◆ **TASK**
As soon as the line containing "Category: rear windshield" appears, copy it and every following line word for word until the records end.
DATA SUPPLIED: Begin
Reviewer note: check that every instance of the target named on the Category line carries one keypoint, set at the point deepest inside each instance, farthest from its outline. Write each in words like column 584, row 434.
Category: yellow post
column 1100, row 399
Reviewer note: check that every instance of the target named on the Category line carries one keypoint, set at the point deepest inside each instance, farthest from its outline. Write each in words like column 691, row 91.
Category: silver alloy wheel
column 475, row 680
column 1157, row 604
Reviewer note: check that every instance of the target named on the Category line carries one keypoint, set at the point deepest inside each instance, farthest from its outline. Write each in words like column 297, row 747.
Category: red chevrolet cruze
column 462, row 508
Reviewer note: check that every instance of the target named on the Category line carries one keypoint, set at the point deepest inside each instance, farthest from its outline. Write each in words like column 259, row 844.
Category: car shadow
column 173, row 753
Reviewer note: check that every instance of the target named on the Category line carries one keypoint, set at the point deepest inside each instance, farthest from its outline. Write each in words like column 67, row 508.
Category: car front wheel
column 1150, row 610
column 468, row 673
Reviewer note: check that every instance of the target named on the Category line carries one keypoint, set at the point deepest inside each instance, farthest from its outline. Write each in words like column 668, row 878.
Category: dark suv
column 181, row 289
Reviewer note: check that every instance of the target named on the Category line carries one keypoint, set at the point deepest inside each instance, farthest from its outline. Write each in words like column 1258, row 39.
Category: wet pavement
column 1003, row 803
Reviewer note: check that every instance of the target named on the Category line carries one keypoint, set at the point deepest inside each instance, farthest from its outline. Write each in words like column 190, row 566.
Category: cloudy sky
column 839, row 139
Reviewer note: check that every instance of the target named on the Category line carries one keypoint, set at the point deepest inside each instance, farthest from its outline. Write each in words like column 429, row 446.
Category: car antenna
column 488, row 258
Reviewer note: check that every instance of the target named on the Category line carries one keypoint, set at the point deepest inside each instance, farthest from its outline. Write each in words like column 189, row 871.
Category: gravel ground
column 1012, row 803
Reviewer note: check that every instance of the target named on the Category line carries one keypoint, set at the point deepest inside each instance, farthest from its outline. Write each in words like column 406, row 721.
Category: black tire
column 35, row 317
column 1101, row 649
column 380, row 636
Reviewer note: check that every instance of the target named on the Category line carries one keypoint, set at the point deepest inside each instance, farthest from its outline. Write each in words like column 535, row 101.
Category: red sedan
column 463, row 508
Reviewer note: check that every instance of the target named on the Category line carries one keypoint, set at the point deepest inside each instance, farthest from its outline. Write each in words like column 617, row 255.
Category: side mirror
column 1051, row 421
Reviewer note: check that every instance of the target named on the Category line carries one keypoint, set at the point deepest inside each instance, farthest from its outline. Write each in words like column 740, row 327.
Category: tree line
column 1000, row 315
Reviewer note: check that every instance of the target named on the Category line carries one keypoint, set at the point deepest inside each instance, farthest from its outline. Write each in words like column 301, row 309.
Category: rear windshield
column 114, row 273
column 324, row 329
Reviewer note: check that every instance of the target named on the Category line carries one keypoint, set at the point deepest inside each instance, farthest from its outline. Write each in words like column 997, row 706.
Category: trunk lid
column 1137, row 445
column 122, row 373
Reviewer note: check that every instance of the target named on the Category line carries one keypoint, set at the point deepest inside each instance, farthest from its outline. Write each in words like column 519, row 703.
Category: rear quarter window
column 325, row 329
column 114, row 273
DATA SUPPLIED: End
◆ **ANSWER SPACE**
Category: rear windshield
column 114, row 273
column 324, row 329
Reviewer note: check that every instance of the target named on the Category line carries one keypoint, set at the point deepest inside each instance, farthest from its outline. Write each in words like column 997, row 706.
Category: trunk lid
column 1137, row 445
column 122, row 373
Reviewer note: check that every instance of the target named on the Category line carries one keypoint, set at the point deepest inside each instance, farthest from its outline. Write each in words like column 519, row 703.
Category: rear quarter window
column 325, row 329
column 114, row 273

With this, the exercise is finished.